Passage shown:

Massage Therapy

Massage Therapy for Neck Pain

For centuries massage has been used as a key tool in alleviating chronic and acute pain, including neck pain, inducing relaxation, and loosening tight and fatigued muscles so as to reduce stress and tension in the body. Neck pain remains the most common reason for people to seek massage therapy today (Sherman, et al, 2005). Massage is also a helpful therapy for activating the endogenous inhibitory pain system, and we now have an increasing level of understanding as to how massage works as it affects the body’s physiological responses to pain. Effects on stress hormones, such as cortisol, adrenaline, and noradrenaline have been observed, and the release of the so-called ‘love hormone’ oxytocin during massage is now thought to be responsible, in part, for the anxiolytic (anti-anxiety) effect of massage.

Neck Pressure Points

Unfortunately, due to massage therapy being viewed somewhat sceptically by orthodox science for a number of years, despite its long history of empirical evidence showing success, properly controlled research trials into the treatment are few and far between. Those that have been carried out are often too small to have any power, or are guilty of poor methodology with little description of the techniques used and, therefore, an inability to be replicated or verified. This means that the use of massage therapy as a potent therapeutic technique is still held in low regard by many orthodox physicians despite it being well recognized by the complementary and alternative medicine establishment as an effective promoter of well-being and pain relief.

What needs to be done:
Copy the stretch of the massage therapy passage from "Neck Pressure Points" through "and pain relief.", swapping "research trials" for "clinical studies".

Data entries:

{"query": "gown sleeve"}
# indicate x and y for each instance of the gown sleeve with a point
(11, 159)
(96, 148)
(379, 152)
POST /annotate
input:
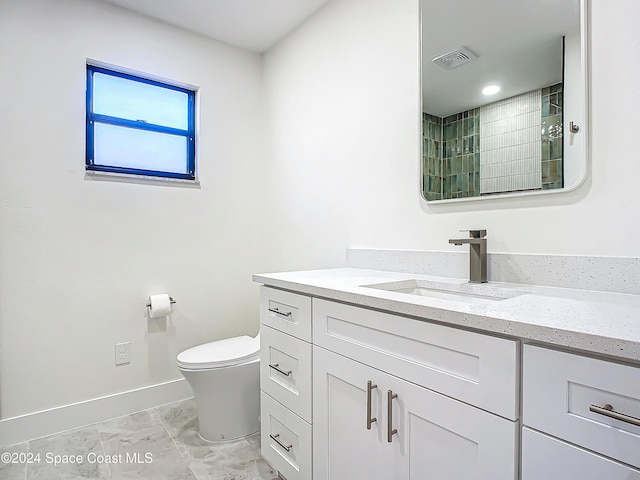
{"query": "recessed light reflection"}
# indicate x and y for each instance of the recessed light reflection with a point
(490, 90)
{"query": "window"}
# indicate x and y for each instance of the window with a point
(139, 126)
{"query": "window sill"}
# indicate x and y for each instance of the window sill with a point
(146, 179)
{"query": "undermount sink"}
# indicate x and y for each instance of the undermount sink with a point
(462, 292)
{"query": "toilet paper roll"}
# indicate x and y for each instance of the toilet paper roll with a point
(160, 305)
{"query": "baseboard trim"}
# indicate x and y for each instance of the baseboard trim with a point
(47, 422)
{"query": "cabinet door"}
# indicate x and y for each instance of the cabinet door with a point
(548, 458)
(444, 439)
(343, 447)
(437, 437)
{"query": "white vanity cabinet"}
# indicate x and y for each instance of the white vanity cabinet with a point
(285, 382)
(413, 432)
(372, 365)
(581, 416)
(350, 392)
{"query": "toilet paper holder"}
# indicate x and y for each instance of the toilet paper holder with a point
(171, 300)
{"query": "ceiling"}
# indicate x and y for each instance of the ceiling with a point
(518, 44)
(254, 25)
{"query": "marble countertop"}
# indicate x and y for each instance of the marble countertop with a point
(593, 321)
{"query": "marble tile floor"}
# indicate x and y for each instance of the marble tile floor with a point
(157, 444)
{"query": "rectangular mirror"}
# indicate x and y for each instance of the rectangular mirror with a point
(504, 98)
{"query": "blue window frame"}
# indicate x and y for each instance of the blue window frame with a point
(139, 126)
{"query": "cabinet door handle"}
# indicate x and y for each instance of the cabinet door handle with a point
(278, 312)
(370, 386)
(608, 411)
(277, 369)
(275, 439)
(390, 430)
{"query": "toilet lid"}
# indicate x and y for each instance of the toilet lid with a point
(222, 353)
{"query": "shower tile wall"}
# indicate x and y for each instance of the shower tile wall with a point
(552, 121)
(461, 154)
(431, 157)
(510, 138)
(451, 150)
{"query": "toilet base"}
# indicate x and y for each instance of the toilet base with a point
(228, 401)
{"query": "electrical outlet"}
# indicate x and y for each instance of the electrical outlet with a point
(123, 353)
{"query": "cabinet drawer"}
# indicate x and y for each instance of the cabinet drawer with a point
(285, 370)
(285, 439)
(285, 311)
(477, 369)
(547, 458)
(559, 389)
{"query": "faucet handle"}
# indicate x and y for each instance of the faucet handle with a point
(476, 233)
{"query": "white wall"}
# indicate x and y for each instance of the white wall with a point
(342, 95)
(78, 255)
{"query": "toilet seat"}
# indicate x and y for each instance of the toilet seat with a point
(221, 353)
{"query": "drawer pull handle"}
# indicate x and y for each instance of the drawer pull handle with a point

Exercise response:
Neck Pressure Points

Unfortunately, due to massage therapy being viewed somewhat sceptically by orthodox science for a number of years, despite its long history of empirical evidence showing success, properly controlled clinical studies into the treatment are few and far between. Those that have been carried out are often too small to have any power, or are guilty of poor methodology with little description of the techniques used and, therefore, an inability to be replicated or verified. This means that the use of massage therapy as a potent therapeutic technique is still held in low regard by many orthodox physicians despite it being well recognized by the complementary and alternative medicine establishment as an effective promoter of well-being and pain relief.